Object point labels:

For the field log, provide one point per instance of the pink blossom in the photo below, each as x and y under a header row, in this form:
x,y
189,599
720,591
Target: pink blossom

==

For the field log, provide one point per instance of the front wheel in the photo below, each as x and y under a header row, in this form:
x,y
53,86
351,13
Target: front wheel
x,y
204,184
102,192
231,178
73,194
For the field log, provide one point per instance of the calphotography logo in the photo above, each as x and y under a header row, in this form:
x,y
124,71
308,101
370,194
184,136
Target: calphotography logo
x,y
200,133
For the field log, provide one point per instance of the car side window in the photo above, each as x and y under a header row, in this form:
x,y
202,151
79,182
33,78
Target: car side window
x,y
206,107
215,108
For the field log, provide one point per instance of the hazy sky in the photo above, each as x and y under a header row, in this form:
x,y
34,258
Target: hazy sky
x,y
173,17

Direction:
Lay out the material from the line containing "of the pink" through the line containing "Target: pink blossom" as a JSON list of strings, one string per line, leaving out any blank lines.

Complete output:
[
  "For the field log, provide one point per instance of the pink blossom in the photo below, each as x and y under a header row, in this form:",
  "x,y",
  "189,599",
  "720,591",
  "Target: pink blossom"
]